*YOUR INSTRUCTIONS*
Please return every line in the following data that includes the string "like".

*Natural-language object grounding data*
* * *

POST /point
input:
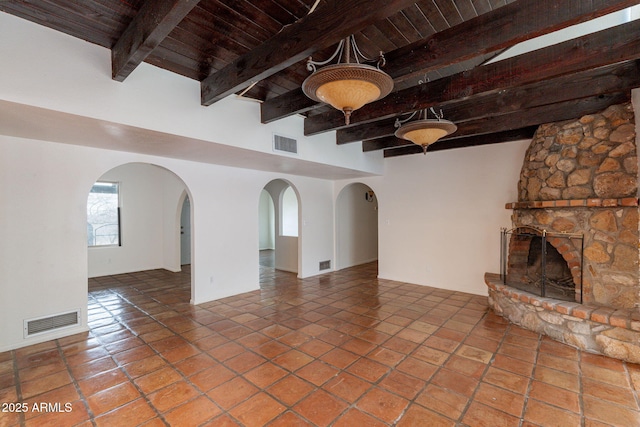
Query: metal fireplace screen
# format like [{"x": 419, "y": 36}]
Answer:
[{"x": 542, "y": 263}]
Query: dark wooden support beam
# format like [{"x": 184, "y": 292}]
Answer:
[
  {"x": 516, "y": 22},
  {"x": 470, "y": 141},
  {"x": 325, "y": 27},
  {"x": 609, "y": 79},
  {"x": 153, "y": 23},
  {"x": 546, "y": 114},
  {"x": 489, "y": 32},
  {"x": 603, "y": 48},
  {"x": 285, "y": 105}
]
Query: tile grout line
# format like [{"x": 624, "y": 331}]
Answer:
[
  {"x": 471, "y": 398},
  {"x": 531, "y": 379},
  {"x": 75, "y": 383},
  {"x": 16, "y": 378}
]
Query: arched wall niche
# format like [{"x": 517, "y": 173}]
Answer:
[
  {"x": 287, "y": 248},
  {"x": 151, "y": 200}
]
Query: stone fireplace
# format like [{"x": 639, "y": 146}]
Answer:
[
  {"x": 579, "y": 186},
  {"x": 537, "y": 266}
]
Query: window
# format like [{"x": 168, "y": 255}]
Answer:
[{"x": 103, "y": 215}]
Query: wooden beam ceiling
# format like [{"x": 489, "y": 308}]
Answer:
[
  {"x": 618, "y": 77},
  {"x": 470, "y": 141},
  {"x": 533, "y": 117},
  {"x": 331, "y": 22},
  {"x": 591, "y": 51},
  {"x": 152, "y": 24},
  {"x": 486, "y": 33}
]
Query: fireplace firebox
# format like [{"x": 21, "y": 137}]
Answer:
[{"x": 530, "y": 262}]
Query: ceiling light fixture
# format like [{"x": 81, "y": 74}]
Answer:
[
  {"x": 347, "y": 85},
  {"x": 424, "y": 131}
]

* * *

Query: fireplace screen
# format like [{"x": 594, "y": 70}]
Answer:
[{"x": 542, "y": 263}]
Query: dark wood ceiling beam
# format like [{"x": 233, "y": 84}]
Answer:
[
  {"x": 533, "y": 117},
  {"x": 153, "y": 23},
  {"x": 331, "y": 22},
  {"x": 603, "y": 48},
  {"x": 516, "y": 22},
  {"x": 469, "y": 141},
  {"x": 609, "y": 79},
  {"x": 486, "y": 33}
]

* * *

*SOLUTION TO THIS PROBLEM*
# format like [{"x": 419, "y": 36}]
# format like [{"x": 184, "y": 292}]
# format like [{"x": 624, "y": 331}]
# format like [{"x": 517, "y": 173}]
# format like [{"x": 639, "y": 146}]
# format like [{"x": 168, "y": 255}]
# format like [{"x": 489, "y": 308}]
# format like [{"x": 21, "y": 137}]
# format like [{"x": 81, "y": 74}]
# format like [{"x": 594, "y": 70}]
# format like [{"x": 233, "y": 84}]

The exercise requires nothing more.